-------- TEXTO FORNECIDO --------

Baixa mar - O peixe come?

Muita gente tem a ideia de que o peixe está por aí, na água, em todo o lado, e que ao chegarmos junto à praia, é só lançar e pescar. Só assim.
A maior parte das pessoas tende a considerar uma visão particularmente simples e redutora da pesca, sem ter noção daquilo que efectivamente se passa num pesqueiro, em qualquer ponto da costa, numa sequência completa dia/noite.
Se lançamos uma isca, a qualquer hora do dia, é pressuposto que esta seja comida de pronto e consigamos um peixe, …de preferência grande. Mas será assim tão simples?


A maré vazante proporciona imagens muito bonitas, como esta. O mar não tem forma de não ser interessante, …seja em que circunstância for.


Temos em Portugal uma diferença de marés, grosso modo, de três metros. Habituámo-nos a encarar este movimento de águas como sendo algo de natural, normal e ao qual sabemos reagir.
Para quem pesca de barco, há algumas nuances a ter em conta, nomeadamente a questão da passagem próximo da costa, junto a pedras que afloram a superfície, ou baixios de areia. Mas não vem daí mal ao mundo. Sabemos fazer.

-------- REGISTOS DO CONJUNTO --------

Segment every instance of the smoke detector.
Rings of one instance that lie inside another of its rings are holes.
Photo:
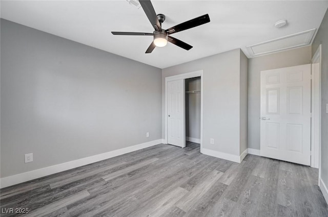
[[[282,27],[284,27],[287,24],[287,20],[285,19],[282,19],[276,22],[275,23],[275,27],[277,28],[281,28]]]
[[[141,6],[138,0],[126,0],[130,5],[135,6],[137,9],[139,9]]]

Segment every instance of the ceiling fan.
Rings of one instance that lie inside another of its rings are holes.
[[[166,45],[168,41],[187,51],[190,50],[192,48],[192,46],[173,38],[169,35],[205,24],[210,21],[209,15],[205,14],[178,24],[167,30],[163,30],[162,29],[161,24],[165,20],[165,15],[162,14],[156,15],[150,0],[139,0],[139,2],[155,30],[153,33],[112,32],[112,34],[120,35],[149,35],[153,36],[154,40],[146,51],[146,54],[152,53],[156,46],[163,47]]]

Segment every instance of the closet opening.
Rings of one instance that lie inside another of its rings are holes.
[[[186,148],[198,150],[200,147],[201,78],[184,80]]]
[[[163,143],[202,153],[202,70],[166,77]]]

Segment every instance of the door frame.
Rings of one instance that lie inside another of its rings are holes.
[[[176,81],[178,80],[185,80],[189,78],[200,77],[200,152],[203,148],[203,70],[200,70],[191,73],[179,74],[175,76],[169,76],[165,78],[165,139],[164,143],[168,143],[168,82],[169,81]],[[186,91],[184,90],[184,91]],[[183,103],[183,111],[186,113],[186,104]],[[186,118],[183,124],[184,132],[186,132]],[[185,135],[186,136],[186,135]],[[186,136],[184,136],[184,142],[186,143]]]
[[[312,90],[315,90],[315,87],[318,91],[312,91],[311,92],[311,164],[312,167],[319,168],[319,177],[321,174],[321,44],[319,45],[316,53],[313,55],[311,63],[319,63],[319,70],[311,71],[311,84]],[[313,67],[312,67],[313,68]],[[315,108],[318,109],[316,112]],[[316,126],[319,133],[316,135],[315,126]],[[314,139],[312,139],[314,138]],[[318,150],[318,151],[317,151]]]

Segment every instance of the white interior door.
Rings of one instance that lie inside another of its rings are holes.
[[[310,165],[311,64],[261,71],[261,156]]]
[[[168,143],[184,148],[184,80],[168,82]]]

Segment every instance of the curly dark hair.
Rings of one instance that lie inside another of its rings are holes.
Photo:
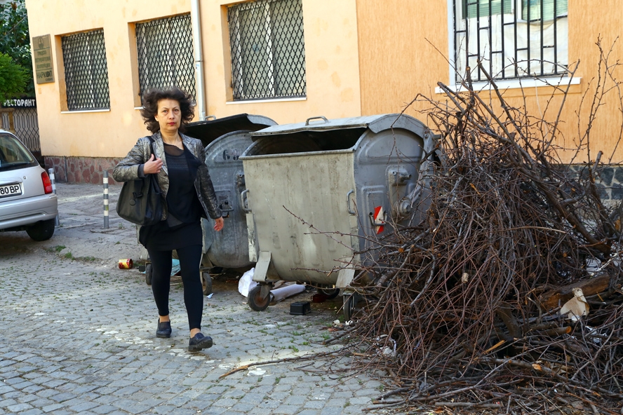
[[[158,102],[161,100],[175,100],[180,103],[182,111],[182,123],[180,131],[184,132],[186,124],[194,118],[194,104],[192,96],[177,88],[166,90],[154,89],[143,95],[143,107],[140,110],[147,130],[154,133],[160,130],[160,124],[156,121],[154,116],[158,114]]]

--------
-------- REGISTOS DO CONJUNTO --------

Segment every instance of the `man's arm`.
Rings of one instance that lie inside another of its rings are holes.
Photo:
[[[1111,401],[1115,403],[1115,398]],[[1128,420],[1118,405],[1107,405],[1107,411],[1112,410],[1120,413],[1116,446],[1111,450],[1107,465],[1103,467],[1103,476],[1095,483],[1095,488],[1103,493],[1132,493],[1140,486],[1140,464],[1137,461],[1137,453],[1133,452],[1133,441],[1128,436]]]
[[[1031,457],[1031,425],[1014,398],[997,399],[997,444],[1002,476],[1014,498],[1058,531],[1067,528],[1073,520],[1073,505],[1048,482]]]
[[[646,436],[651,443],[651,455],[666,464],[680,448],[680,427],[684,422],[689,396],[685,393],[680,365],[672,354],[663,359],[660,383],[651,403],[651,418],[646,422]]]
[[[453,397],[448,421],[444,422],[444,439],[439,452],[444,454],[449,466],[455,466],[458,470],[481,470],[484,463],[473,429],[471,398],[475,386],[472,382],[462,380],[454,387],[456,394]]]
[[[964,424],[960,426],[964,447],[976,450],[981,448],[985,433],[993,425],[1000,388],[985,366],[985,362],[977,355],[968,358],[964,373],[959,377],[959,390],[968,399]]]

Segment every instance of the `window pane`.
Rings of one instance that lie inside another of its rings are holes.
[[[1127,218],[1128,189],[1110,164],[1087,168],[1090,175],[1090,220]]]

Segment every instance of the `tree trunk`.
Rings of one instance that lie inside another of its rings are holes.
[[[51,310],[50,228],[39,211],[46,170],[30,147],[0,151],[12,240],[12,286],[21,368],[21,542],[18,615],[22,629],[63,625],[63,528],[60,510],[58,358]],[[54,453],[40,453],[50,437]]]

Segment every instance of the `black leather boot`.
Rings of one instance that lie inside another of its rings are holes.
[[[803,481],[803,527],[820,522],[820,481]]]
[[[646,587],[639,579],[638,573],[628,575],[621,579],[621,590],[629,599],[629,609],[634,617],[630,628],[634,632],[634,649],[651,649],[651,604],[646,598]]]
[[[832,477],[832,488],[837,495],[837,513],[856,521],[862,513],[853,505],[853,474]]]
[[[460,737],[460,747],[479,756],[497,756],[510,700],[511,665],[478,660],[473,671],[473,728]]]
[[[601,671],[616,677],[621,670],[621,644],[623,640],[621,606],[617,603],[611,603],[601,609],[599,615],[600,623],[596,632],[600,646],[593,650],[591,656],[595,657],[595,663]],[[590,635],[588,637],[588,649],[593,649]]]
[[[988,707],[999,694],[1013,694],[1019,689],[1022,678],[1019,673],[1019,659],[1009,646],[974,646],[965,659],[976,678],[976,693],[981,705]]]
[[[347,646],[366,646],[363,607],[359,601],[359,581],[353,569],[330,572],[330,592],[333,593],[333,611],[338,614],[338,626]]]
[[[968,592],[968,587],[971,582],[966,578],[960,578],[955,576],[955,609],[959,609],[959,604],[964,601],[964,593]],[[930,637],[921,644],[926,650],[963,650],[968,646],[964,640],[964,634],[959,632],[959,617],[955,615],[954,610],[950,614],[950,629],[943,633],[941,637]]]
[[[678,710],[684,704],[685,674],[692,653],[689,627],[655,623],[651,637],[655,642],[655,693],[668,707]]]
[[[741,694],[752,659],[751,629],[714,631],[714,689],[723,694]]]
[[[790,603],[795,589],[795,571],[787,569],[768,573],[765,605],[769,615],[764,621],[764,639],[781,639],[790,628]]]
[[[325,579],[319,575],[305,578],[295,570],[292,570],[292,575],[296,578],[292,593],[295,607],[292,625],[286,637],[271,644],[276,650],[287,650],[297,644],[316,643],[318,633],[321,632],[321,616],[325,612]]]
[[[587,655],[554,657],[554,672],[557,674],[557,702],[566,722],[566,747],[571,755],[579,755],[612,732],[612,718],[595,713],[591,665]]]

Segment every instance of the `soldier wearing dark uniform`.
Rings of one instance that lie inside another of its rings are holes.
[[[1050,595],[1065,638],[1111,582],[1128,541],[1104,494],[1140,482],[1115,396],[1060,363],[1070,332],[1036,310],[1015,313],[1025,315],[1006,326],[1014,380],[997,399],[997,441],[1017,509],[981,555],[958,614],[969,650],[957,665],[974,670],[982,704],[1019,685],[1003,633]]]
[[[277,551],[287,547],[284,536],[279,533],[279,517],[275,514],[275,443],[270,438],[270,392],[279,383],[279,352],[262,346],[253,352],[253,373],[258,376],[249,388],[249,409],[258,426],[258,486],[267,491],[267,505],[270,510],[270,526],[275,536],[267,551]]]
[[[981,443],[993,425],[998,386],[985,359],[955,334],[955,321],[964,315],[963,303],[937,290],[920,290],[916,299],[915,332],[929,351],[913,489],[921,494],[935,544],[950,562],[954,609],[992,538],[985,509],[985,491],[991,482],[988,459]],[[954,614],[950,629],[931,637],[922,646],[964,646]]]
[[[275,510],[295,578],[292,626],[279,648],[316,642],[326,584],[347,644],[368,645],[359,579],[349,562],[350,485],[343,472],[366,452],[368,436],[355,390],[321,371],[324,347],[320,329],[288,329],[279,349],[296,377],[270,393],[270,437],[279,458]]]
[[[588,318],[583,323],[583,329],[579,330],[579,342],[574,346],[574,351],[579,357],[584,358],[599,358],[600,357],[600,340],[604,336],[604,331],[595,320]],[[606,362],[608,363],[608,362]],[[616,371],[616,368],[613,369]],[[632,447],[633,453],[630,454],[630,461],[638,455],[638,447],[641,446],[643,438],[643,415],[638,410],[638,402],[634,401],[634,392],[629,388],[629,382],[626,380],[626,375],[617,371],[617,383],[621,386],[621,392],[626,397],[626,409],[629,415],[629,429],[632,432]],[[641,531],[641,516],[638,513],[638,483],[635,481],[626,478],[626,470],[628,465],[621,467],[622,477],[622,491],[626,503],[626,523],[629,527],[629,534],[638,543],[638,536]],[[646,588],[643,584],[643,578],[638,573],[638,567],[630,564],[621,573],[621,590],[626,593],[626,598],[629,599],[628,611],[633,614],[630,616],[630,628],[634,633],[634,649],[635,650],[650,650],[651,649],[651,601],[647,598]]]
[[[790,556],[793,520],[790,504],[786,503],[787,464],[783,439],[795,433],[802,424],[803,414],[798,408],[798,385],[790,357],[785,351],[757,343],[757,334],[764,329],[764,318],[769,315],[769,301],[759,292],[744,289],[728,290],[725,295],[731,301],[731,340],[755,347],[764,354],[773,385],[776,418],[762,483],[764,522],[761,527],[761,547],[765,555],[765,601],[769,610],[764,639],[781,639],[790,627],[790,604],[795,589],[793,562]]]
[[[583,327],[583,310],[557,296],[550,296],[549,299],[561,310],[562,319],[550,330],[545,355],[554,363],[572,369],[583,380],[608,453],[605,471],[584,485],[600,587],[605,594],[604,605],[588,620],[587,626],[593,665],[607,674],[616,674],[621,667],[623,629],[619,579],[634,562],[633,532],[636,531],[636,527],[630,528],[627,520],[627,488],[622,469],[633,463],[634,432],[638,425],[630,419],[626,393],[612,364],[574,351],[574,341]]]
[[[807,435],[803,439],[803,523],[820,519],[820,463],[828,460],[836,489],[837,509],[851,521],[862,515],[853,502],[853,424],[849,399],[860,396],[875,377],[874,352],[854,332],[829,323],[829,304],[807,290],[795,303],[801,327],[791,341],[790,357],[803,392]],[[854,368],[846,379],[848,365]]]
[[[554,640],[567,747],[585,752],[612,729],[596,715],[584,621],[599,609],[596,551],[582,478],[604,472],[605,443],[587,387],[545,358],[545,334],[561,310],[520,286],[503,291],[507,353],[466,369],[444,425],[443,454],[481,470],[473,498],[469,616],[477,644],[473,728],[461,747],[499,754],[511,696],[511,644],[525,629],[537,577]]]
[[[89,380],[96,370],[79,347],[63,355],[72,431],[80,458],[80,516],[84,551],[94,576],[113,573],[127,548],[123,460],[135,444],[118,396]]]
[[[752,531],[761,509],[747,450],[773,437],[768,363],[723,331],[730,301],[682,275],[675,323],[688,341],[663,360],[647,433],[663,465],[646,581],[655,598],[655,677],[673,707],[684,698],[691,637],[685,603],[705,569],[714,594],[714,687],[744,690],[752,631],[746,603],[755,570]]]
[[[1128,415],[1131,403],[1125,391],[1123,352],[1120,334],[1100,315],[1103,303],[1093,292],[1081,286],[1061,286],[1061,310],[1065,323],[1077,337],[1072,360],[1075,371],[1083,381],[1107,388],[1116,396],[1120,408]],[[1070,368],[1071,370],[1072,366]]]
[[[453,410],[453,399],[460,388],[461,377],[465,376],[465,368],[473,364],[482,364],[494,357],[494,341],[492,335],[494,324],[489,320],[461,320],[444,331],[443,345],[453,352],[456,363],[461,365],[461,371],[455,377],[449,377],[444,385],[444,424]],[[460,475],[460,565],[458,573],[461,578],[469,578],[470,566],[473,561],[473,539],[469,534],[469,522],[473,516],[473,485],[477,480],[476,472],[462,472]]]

--------

(TAREFA A REALIZAR)
Segundo o texto sobre a pesca na maré vazante, qual é, grosso modo, a diferença de marés em Portugal?

(RESPOSTA AO EXERCÍCIO)
Cerca de três metros.